-- start of Dataset extract --

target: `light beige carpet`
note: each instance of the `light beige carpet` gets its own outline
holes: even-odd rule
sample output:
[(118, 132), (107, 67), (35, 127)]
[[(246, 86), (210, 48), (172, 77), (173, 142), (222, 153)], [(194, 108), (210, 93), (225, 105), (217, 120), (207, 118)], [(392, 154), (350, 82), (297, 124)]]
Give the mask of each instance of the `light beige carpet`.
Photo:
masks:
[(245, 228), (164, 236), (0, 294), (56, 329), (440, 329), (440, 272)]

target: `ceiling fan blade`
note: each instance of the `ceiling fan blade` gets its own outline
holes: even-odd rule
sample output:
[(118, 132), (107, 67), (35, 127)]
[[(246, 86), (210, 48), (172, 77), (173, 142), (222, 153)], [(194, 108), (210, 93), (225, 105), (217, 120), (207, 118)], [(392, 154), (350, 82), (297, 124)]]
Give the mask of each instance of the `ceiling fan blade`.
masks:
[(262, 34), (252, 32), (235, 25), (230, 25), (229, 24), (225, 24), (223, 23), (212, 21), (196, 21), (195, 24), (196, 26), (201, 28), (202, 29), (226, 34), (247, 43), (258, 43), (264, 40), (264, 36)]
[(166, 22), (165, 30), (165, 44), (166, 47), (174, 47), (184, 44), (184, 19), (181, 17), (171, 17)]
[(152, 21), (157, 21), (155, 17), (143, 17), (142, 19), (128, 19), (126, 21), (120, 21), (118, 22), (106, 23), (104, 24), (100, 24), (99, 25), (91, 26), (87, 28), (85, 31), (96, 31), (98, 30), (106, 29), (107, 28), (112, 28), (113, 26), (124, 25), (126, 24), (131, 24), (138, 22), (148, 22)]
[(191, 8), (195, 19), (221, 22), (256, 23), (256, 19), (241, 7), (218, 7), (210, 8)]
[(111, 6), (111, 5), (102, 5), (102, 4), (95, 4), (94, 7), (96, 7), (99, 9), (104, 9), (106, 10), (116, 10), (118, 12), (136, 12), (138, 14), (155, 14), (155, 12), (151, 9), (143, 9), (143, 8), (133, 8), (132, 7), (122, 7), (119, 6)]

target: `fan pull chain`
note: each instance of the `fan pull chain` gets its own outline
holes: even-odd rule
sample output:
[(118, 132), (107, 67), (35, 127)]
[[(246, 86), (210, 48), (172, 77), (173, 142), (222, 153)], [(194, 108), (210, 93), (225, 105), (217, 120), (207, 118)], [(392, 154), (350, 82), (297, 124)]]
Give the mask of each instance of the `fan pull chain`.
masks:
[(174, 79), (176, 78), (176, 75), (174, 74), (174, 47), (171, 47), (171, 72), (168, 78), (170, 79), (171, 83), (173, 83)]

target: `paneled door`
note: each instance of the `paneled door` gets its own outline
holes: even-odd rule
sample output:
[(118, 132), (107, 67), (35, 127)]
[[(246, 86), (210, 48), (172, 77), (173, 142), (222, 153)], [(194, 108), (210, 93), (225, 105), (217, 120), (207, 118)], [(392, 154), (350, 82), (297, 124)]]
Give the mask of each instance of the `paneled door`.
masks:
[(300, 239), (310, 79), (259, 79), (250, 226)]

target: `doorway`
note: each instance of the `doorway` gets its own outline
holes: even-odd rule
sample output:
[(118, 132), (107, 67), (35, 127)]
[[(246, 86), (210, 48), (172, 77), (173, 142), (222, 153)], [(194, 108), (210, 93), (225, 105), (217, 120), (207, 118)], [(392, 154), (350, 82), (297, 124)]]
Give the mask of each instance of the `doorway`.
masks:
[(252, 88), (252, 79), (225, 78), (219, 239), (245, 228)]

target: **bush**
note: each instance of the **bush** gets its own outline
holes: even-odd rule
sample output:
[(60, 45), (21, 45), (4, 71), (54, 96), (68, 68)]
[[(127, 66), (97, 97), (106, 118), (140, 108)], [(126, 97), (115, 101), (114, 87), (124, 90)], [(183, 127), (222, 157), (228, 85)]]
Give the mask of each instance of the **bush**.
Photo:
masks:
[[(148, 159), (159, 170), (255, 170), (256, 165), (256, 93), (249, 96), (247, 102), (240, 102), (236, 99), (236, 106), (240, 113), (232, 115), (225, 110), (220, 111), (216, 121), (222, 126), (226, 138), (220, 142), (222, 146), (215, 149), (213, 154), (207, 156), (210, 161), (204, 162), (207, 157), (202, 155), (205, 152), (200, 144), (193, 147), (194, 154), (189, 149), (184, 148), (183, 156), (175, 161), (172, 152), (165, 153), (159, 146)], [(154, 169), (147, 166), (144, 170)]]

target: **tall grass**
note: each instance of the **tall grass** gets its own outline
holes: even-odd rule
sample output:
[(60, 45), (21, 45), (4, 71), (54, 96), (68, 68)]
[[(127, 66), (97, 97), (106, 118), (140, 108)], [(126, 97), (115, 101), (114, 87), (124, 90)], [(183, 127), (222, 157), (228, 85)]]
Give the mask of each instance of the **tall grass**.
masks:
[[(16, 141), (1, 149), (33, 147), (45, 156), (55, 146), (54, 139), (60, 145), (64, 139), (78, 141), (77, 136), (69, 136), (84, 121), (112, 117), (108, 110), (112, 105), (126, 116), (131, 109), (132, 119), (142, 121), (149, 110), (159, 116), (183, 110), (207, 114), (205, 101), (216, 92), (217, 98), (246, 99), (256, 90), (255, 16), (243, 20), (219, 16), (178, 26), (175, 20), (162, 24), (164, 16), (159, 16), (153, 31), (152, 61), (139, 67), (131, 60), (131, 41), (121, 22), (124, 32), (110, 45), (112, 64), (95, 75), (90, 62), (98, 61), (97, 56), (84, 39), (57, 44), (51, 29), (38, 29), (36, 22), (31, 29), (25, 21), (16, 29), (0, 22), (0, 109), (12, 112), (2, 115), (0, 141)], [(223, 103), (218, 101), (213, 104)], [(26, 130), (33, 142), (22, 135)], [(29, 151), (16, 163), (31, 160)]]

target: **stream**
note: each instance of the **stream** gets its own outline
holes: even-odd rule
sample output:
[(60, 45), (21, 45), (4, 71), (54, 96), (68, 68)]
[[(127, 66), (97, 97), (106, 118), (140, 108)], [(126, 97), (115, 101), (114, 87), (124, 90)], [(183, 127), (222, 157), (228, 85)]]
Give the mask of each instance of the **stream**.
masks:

-- end of Dataset extract --

● Your goal
Please rewrite the rows starting at the line containing "target: **stream**" and ending at the last row, changing "stream" to "creek" and leaving everything else as it is.

● Full answer
target: **creek**
note: each instance of the **creek** gets its own outline
holes: even-odd rule
sample output:
[(60, 45), (21, 45), (4, 71), (54, 96), (68, 68)]
[[(127, 66), (97, 97), (106, 118), (140, 108)], [(126, 97), (115, 101), (114, 87), (124, 90)], [(183, 127), (222, 157), (228, 85)]]
Give the mask of each instance of the **creek**.
masks:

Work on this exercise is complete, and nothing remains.